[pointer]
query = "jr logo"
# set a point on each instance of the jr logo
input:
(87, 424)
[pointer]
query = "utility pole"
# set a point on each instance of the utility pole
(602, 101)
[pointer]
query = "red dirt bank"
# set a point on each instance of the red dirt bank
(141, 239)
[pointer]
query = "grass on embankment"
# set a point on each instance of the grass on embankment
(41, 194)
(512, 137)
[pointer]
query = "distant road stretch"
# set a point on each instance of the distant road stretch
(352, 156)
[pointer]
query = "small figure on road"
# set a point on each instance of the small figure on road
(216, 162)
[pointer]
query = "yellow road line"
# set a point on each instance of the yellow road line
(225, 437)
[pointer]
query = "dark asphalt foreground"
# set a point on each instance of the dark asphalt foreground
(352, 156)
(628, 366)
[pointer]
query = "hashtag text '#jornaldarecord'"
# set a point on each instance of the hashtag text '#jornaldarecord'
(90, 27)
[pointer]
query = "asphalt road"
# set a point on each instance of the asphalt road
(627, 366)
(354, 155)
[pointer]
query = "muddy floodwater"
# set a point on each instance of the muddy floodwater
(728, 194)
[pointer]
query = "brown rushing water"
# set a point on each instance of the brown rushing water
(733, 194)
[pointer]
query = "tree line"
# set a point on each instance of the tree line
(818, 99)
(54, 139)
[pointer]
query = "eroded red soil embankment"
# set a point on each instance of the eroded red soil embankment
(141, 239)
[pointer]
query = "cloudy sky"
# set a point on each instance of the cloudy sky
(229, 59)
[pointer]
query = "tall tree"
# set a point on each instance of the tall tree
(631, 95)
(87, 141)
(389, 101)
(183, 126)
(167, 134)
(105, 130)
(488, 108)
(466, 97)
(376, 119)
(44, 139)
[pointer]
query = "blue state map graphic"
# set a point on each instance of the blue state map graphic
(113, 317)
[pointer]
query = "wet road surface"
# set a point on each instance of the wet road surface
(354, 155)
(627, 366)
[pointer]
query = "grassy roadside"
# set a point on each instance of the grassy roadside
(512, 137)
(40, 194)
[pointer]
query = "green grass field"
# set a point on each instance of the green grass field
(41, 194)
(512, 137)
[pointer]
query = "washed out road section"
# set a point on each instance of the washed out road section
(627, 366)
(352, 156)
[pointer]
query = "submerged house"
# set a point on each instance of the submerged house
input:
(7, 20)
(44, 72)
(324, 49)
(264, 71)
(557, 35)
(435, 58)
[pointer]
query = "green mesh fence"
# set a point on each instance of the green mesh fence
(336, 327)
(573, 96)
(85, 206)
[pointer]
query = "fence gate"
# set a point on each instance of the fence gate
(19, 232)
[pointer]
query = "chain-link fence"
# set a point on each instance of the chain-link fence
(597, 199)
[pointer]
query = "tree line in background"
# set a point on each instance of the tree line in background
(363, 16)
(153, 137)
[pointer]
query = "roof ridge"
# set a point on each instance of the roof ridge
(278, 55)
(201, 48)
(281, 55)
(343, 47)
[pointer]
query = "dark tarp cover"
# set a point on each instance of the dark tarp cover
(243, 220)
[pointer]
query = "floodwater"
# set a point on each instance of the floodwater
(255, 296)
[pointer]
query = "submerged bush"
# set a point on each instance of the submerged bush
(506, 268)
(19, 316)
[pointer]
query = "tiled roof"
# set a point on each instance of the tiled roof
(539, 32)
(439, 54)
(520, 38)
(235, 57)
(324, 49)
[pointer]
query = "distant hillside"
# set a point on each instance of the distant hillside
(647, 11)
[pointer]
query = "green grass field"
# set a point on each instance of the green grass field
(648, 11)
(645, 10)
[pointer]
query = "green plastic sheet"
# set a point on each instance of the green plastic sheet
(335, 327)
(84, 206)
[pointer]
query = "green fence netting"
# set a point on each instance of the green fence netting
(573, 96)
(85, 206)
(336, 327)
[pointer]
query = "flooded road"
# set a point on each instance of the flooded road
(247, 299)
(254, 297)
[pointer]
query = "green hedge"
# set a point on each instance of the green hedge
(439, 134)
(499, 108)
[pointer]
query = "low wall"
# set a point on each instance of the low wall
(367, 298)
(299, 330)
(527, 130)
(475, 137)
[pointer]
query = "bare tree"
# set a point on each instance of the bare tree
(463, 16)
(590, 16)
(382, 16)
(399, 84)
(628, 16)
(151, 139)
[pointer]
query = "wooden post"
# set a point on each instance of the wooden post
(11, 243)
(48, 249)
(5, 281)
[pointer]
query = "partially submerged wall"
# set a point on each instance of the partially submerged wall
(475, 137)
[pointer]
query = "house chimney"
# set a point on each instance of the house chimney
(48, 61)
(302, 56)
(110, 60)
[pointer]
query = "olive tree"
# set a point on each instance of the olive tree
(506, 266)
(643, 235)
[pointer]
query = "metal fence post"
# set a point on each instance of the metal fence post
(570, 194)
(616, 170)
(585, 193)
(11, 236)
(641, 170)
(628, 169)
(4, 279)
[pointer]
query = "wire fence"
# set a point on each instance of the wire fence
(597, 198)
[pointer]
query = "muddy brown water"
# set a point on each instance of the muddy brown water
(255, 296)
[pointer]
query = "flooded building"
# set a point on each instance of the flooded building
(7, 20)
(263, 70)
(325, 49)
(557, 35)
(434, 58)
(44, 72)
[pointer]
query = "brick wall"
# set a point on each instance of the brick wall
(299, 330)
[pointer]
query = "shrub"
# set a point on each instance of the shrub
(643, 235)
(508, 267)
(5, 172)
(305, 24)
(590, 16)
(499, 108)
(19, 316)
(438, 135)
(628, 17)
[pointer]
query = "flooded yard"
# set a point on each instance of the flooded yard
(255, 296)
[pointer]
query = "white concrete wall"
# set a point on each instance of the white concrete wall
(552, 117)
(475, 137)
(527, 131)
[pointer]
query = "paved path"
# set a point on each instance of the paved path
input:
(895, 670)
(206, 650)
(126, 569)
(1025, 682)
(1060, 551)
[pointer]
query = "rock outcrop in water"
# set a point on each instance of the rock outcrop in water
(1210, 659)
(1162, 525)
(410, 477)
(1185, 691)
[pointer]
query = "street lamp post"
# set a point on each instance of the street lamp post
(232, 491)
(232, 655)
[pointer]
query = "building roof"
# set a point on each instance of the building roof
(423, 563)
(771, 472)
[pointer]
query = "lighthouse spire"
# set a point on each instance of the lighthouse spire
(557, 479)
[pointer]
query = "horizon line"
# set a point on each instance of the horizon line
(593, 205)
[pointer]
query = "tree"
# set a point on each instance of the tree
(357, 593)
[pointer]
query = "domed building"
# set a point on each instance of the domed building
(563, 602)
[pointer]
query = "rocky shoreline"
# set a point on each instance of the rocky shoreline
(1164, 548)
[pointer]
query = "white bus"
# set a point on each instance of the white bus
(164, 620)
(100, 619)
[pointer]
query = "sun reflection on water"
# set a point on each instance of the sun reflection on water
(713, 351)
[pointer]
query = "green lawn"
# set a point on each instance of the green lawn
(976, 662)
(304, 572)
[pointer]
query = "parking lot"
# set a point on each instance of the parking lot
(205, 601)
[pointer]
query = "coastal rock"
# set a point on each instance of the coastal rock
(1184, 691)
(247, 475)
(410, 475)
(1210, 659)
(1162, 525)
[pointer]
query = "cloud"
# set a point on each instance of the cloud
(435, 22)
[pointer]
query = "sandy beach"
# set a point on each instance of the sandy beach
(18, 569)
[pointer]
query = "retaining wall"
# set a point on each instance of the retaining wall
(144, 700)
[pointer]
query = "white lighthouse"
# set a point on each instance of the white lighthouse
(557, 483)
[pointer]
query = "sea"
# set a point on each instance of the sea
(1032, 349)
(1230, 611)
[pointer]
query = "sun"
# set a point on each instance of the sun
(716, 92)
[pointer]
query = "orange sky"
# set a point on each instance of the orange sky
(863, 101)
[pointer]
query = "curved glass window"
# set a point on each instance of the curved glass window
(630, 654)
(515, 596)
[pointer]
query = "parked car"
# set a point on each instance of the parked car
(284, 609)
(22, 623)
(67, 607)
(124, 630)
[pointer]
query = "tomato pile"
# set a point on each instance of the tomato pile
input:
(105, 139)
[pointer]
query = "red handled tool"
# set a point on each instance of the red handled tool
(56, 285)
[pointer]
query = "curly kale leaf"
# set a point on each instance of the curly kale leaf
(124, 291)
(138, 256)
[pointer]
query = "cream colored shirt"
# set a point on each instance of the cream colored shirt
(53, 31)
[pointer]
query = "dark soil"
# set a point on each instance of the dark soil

### Written instruction
From the items above, extract every line that contains the word "hillside", treating uppercase and lowercase letters as different.

### Completed exercise
query = "distant hillside"
# set a point on each instance of the distant hillside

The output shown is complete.